**Problem details:** Looking at the entries below, how many lines include the word "pillow"? Answer with the number alone.

---- Information given

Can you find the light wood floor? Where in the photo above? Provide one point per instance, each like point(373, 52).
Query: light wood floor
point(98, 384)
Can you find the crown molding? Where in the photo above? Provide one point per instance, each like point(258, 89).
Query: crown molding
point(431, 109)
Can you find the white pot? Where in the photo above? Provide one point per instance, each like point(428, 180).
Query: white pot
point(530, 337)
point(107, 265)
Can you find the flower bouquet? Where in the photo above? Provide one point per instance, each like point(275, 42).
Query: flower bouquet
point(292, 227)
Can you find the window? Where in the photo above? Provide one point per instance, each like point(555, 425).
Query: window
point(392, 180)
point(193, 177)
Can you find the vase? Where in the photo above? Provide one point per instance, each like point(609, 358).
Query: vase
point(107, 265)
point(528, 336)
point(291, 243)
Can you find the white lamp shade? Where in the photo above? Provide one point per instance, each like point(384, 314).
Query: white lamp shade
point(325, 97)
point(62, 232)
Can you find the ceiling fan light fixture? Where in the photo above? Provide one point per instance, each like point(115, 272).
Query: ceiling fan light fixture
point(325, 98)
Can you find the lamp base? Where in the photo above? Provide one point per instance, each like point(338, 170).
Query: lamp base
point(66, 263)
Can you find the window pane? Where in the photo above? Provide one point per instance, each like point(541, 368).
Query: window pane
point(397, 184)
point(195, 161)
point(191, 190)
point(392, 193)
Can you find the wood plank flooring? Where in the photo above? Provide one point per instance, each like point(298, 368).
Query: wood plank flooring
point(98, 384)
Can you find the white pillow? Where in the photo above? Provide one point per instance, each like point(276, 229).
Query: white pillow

--------

**Task response:** 2